**What to work on**
Reproduce the following records verbatim, with every line left unchanged.

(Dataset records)
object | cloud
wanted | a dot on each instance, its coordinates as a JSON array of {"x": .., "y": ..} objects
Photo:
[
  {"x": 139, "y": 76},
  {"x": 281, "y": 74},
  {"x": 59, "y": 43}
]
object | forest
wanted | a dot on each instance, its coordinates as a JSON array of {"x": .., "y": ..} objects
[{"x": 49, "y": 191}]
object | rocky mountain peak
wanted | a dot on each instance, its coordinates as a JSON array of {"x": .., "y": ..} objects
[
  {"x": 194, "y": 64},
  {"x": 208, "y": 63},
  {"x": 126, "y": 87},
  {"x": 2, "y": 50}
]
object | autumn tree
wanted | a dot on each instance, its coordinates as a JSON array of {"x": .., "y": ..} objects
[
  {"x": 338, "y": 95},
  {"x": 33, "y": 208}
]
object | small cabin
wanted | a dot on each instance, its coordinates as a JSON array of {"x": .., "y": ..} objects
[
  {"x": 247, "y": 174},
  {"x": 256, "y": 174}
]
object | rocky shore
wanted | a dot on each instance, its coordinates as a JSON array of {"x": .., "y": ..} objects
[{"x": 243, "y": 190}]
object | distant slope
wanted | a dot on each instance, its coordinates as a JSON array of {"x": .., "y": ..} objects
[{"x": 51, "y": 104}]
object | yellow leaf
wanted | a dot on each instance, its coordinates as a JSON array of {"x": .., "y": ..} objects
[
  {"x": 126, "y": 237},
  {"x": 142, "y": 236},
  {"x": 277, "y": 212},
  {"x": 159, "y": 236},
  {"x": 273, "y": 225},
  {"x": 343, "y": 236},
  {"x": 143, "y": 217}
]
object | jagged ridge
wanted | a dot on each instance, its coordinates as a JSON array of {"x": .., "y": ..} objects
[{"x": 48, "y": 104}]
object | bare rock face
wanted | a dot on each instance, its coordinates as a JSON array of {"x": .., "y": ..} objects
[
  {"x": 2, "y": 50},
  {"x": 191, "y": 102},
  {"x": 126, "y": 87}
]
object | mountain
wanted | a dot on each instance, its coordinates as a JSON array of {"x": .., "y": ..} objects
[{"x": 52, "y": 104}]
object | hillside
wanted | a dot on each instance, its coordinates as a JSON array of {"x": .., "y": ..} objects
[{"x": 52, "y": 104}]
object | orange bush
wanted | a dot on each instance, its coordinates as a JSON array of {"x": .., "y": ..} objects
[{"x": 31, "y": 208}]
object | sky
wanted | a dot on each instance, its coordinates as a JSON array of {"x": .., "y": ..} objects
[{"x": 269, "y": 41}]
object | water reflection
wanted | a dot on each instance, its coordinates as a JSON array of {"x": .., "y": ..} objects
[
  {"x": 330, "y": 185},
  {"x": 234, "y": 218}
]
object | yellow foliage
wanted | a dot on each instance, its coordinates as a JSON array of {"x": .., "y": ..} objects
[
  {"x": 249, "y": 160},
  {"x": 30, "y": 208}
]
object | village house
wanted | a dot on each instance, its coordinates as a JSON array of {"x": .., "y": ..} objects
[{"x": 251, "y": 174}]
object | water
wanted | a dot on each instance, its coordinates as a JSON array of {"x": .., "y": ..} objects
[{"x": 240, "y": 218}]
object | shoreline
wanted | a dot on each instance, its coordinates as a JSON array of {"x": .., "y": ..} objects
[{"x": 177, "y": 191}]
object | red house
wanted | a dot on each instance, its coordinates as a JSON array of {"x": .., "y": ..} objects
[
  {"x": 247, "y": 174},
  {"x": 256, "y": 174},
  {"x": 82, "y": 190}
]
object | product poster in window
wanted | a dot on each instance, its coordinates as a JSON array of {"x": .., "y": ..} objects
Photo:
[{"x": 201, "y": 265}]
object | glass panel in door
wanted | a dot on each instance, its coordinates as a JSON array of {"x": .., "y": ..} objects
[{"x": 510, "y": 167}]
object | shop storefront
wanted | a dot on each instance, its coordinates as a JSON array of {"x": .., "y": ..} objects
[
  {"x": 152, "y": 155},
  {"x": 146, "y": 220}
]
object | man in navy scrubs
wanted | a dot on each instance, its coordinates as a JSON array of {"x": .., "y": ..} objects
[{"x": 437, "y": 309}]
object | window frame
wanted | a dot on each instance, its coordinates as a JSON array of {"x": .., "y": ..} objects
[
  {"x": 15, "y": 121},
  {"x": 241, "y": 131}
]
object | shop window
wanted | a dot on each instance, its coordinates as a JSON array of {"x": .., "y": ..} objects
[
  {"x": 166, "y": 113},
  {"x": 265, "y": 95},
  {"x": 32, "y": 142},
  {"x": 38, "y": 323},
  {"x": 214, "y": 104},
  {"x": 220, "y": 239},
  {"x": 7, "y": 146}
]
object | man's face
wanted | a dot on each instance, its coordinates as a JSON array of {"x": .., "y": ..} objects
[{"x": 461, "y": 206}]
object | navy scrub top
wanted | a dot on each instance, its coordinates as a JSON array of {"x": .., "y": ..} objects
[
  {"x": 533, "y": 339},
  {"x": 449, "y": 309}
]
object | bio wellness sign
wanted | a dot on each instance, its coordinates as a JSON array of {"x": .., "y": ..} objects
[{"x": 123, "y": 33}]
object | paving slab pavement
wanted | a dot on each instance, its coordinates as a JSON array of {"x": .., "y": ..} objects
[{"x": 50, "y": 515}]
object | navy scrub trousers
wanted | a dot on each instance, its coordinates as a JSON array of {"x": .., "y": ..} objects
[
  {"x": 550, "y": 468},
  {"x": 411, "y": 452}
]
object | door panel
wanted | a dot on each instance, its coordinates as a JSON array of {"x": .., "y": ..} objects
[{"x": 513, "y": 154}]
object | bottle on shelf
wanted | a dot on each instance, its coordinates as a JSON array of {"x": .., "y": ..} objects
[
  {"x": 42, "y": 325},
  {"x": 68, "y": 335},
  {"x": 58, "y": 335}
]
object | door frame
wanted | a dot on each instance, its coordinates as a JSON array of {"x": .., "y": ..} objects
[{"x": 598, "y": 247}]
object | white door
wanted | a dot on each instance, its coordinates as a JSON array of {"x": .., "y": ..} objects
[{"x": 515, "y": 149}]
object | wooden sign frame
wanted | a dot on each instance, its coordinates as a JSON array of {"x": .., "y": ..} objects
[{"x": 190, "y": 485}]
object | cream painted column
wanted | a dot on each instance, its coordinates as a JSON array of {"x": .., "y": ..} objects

**Answer to this exercise**
object | cloud
wanted | a dot on each instance, its coordinates as a JSON array of {"x": .., "y": ..} objects
Photo:
[
  {"x": 139, "y": 76},
  {"x": 281, "y": 74},
  {"x": 59, "y": 43}
]
object | forest
wanted | a dot on each instance, its coordinates as a JSON array of {"x": .., "y": ..} objects
[{"x": 49, "y": 191}]
object | rocky mountain peak
wanted | a dot on each instance, its coordinates as a JSON array of {"x": .., "y": ..} objects
[
  {"x": 194, "y": 64},
  {"x": 208, "y": 63},
  {"x": 126, "y": 87},
  {"x": 2, "y": 50}
]
object | autumn tree
wanted | a dot on each instance, its coordinates as a JSON array of {"x": .., "y": ..} objects
[
  {"x": 338, "y": 95},
  {"x": 33, "y": 208}
]
object | small cabin
wanted | a dot on each instance, its coordinates as a JSON array of {"x": .., "y": ..} objects
[
  {"x": 247, "y": 174},
  {"x": 256, "y": 174}
]
object | rocky shore
wanted | a dot on each instance, its coordinates as a JSON array of {"x": .., "y": ..} objects
[{"x": 243, "y": 190}]
object | distant slope
wanted | a dot on each instance, its coordinates as a JSON array of {"x": .., "y": ..} objects
[{"x": 51, "y": 104}]
object | yellow leaf
wanted | a dot on each instance, its coordinates as a JSON array of {"x": .., "y": ..} objects
[
  {"x": 126, "y": 237},
  {"x": 142, "y": 236},
  {"x": 277, "y": 212},
  {"x": 159, "y": 236},
  {"x": 273, "y": 225},
  {"x": 343, "y": 236},
  {"x": 143, "y": 217}
]
object | jagged ridge
wanted | a dot on each instance, its coordinates as a JSON array of {"x": .., "y": ..} objects
[{"x": 48, "y": 104}]
object | bare rock face
wanted | a dot on each instance, its coordinates as a JSON array of {"x": .., "y": ..} objects
[
  {"x": 2, "y": 50},
  {"x": 191, "y": 102},
  {"x": 126, "y": 87}
]
object | mountain
wanted | a dot on each instance, its coordinates as a JSON array of {"x": .., "y": ..} objects
[{"x": 52, "y": 104}]
object | hillside
wanted | a dot on each instance, its coordinates as a JSON array of {"x": .., "y": ..} objects
[{"x": 52, "y": 104}]
object | orange bush
wanted | a dot on each instance, its coordinates as a JSON array of {"x": .., "y": ..} objects
[{"x": 31, "y": 208}]
object | sky
wanted | a dot on each instance, its coordinates as a JSON array of {"x": .., "y": ..} objects
[{"x": 269, "y": 41}]
object | water reflection
wanted | a dot on each instance, its coordinates as a JSON array of {"x": .., "y": ..} objects
[
  {"x": 330, "y": 185},
  {"x": 234, "y": 218}
]
object | yellow foliage
wanted | a dot on each instance, its coordinates as a JSON array of {"x": .., "y": ..} objects
[
  {"x": 249, "y": 160},
  {"x": 30, "y": 208}
]
object | village house
wanted | a dot on each instance, its coordinates as a JSON array of {"x": .., "y": ..} objects
[{"x": 251, "y": 174}]
object | water
wanted | a dot on each instance, its coordinates as a JSON array of {"x": .., "y": ..} objects
[{"x": 240, "y": 218}]
object | shoreline
wanted | a dot on each instance, its coordinates as a JSON array of {"x": .., "y": ..} objects
[{"x": 177, "y": 191}]
object | red house
wanted | a dot on each instance, its coordinates as a JSON array of {"x": .., "y": ..} objects
[
  {"x": 247, "y": 174},
  {"x": 256, "y": 174},
  {"x": 82, "y": 190}
]
object | product poster in window
wanted | a dot on each instance, its coordinates as a JSON array of {"x": .., "y": ..} objects
Photo:
[{"x": 201, "y": 265}]
object | glass panel in door
wanted | a dot on each instance, its coordinates as a JSON array of {"x": .., "y": ..} objects
[{"x": 510, "y": 167}]
object | shop storefront
wanted | a dot on each instance, its coordinates as a JSON array of {"x": .., "y": ..} objects
[
  {"x": 152, "y": 155},
  {"x": 146, "y": 220}
]
object | man in navy scrubs
wanted | a dot on each instance, its coordinates as a JSON array of {"x": .., "y": ..} objects
[{"x": 437, "y": 309}]
object | window frame
wanted | a dot on each instance, its coordinates as a JSON array of {"x": .., "y": ..} objects
[
  {"x": 15, "y": 121},
  {"x": 241, "y": 131}
]
object | shop window
wanted | a dot on each instance, its coordinates as a JSON array of {"x": .., "y": ..} objects
[
  {"x": 166, "y": 113},
  {"x": 265, "y": 95},
  {"x": 32, "y": 142},
  {"x": 38, "y": 323},
  {"x": 214, "y": 104},
  {"x": 220, "y": 239},
  {"x": 7, "y": 146}
]
object | man's face
wanted | a dot on each instance, its coordinates as a JSON array of {"x": .., "y": ..} objects
[{"x": 461, "y": 206}]
object | navy scrub top
wanted | a dot on each instance, its coordinates as a JSON array of {"x": .., "y": ..} objects
[
  {"x": 533, "y": 339},
  {"x": 449, "y": 309}
]
object | bio wellness sign
wanted | a dot on each instance, its coordinates as a JSON array of {"x": .., "y": ..} objects
[{"x": 123, "y": 33}]
object | paving slab pavement
wanted | a dot on each instance, its coordinates as a JSON array of {"x": .., "y": ..} objects
[{"x": 50, "y": 515}]
object | navy scrub trousers
wanted | a dot on each instance, its coordinates as a JSON array of {"x": .., "y": ..} objects
[
  {"x": 550, "y": 468},
  {"x": 411, "y": 452}
]
object | door panel
wanted | a dot on each instance, its coordinates as a JSON array of {"x": .., "y": ..} objects
[{"x": 513, "y": 154}]
object | bottle on shelf
wanted | a dot on each instance, its coordinates as a JSON array of {"x": .., "y": ..} objects
[
  {"x": 42, "y": 325},
  {"x": 68, "y": 335},
  {"x": 58, "y": 335}
]
object | door frame
wanted | a dot on each instance, its coordinates as a JSON array of {"x": .., "y": ..} objects
[{"x": 598, "y": 247}]
object | white door
wanted | a dot on each instance, its coordinates as a JSON array of {"x": .., "y": ..} objects
[{"x": 515, "y": 149}]
object | wooden sign frame
wanted | a dot on each instance, its coordinates as a JSON array of {"x": .., "y": ..} objects
[{"x": 190, "y": 485}]
object | cream painted column
wanted | a dot on each instance, its coordinates as a JSON array of {"x": .., "y": ..} objects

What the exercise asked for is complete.